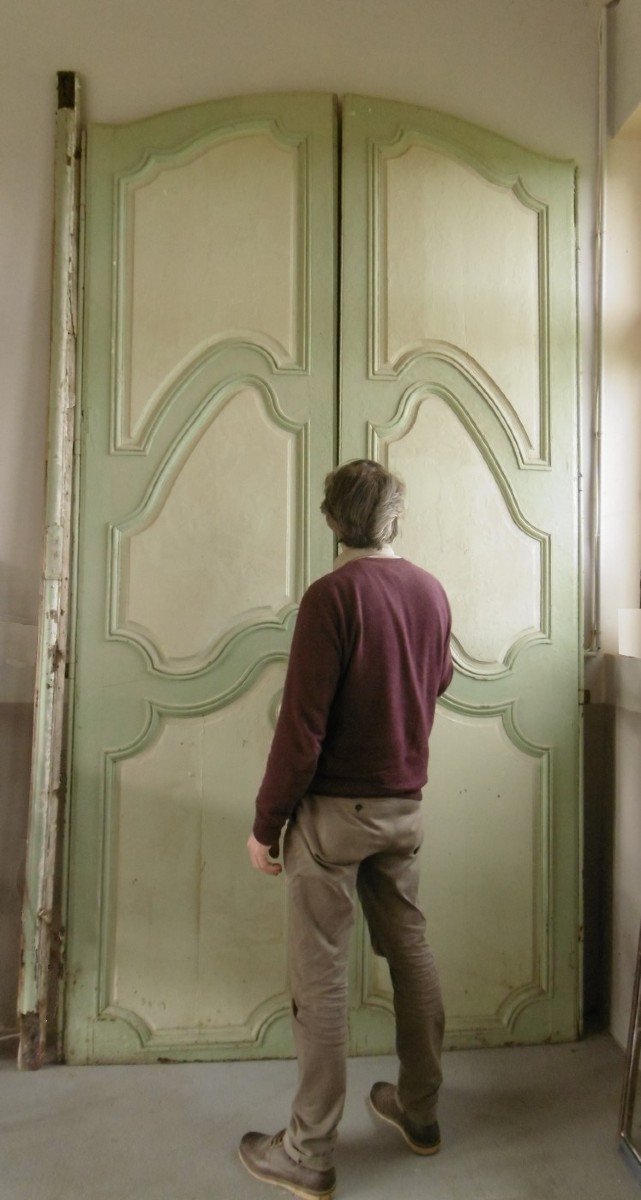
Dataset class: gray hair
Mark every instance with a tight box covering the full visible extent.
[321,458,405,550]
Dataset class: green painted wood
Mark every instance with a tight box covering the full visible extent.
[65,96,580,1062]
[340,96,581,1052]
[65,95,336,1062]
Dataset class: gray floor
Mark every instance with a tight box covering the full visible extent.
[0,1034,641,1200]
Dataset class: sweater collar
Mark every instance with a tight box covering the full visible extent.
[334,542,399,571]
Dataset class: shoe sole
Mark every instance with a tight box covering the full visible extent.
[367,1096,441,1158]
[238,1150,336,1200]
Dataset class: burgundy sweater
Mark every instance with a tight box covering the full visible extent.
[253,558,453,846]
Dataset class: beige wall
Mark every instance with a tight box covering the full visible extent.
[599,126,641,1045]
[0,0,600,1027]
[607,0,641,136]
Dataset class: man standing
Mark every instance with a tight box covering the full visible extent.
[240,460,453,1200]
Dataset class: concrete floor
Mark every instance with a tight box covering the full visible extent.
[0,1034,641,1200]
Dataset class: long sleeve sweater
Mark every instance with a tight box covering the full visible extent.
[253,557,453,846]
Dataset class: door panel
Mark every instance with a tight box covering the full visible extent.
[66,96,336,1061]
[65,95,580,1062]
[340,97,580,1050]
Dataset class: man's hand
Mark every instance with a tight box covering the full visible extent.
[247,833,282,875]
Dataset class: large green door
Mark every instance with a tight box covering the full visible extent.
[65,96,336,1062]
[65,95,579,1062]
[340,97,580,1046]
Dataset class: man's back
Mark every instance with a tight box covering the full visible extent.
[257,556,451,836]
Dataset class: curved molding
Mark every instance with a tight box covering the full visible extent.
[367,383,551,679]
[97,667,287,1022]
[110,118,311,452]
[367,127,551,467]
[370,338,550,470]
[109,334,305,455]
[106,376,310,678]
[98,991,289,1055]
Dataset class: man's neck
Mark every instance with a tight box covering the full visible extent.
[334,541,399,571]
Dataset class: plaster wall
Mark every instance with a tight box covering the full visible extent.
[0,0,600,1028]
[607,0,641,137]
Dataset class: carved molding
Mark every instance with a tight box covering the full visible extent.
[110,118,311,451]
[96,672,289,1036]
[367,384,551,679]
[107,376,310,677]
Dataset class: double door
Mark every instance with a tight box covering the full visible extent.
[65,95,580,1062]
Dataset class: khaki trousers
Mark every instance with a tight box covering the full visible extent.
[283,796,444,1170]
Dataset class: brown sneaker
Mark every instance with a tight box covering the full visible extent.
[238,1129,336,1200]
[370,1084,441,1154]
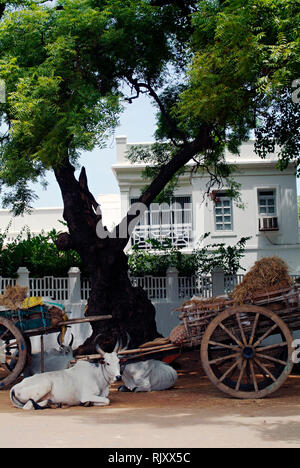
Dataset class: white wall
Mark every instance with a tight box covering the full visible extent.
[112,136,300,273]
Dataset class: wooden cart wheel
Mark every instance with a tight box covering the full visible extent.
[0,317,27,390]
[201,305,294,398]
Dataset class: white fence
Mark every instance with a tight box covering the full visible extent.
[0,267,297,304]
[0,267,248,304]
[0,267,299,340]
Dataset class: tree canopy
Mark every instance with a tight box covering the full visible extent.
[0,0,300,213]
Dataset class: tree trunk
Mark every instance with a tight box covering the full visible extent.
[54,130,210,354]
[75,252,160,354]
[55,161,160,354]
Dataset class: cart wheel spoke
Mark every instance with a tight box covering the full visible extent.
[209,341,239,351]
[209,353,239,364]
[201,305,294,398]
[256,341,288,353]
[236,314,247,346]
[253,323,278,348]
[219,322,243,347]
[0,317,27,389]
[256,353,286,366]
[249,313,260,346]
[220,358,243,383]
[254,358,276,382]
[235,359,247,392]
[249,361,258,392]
========
TASK DETAILS: Can you retype all of the lines above word for word, leaving the pictures out?

SOLUTION:
Dataset class: gray hair
Mark every instance with a tight box covering the full visible extent.
[321,458,405,550]
Dataset class: green painted wood
Mark every instance with a tight box covering the full visible extent.
[65,96,580,1062]
[340,96,581,1052]
[65,95,336,1062]
Dataset class: gray floor
Mark every instance with a tight box covering the full visible extent.
[0,1034,641,1200]
Dataset class: sweater collar
Mark every instance with a tight box covering the full visible extent.
[334,542,399,571]
Dataset class: shoe sole
Mark every instance with a tight box covering the full visible extent.
[367,1096,441,1158]
[238,1150,336,1200]
Dataset class: burgundy sweater
Mark every instance with a tight box covering the full visible extent.
[253,558,453,846]
Dataset class: beige wall
Mark every instance with a tight box covering the full visible extent.
[599,126,641,1045]
[0,0,600,1027]
[607,0,641,136]
Dataset class: man standing
Mark every instance with a tight box covering the full visible extent.
[240,460,453,1200]
Dataset class: concrete floor
Mark every instance with a tight box covering the full visible extent.
[0,1034,641,1200]
Dataset class: long sleeve sweater
Mark every instance with a tight box covering the full visible extent.
[253,557,453,846]
Dataset class: door panel
Mark every instance with a tight box covering the full visible extent.
[66,96,336,1061]
[65,95,580,1062]
[340,97,580,1050]
Dataset class: man's hand
Mark every instance with a tight box covering the full visible extent.
[247,833,282,875]
Dataset class: large green door
Mark every instance with a tight box covering the full visible extent.
[65,96,336,1062]
[65,95,579,1062]
[340,97,580,1046]
Dataset class: man's back
Mark every instance with a tight box covering the full visible extent.
[257,556,451,836]
Dataset class: curved molding
Mark every instance with a tight box covering the full visible extent.
[367,383,551,679]
[97,667,287,1022]
[110,118,311,452]
[367,127,551,467]
[370,338,550,470]
[109,334,305,455]
[106,376,310,678]
[98,991,289,1055]
Dataset class: man's neck
Mark every instance with a tight box covering the full visible extent.
[334,541,399,571]
Dataset class: plaster wall
Mark every instance with a tight box covering the full visible extent.
[0,0,600,1028]
[607,0,641,137]
Dataset class: carved molding
Mark every instance with a tight box covering the full visible extent.
[110,118,311,451]
[96,672,289,1036]
[367,384,551,679]
[107,376,310,677]
Dataset class: double door
Mark every instance with a tight box covering the full visible extent.
[65,95,580,1062]
Dataset class: khaki trousers
Mark every instance with a tight box covering the full visible extent.
[283,796,444,1170]
Dataset class: brown sneaker
Mark every instance with a tight box covering the full visible extent.
[238,1129,336,1200]
[370,1084,441,1154]
Dataset class: white wall
Mark every instance with a tight box covering the full visible extent.
[112,136,300,273]
Dataset class: wooden cart wheel
Mark every instance with a tight box covering the full visible extent.
[0,317,27,390]
[201,305,294,398]
Dataset class: white fence
Mark every instance with a tight box covering the full visible extent.
[0,267,297,304]
[0,267,248,304]
[0,267,299,340]
Dataset class: tree canopy
Mark every instance with a tight box covering the full visible extent.
[0,0,300,213]
Dataset class: tree trunk
Mark every instance with a tight box covering the full visible extent.
[54,130,210,354]
[75,252,160,354]
[55,161,160,354]
Dataset class: cart wheel spoke
Mark every instance with a tight box covering the full visible extent.
[209,341,239,351]
[209,353,239,364]
[201,305,294,398]
[256,341,288,353]
[236,314,247,346]
[253,323,278,348]
[219,322,243,347]
[0,317,27,389]
[256,353,286,366]
[249,313,260,346]
[220,358,243,383]
[254,358,276,382]
[235,359,247,392]
[249,361,258,392]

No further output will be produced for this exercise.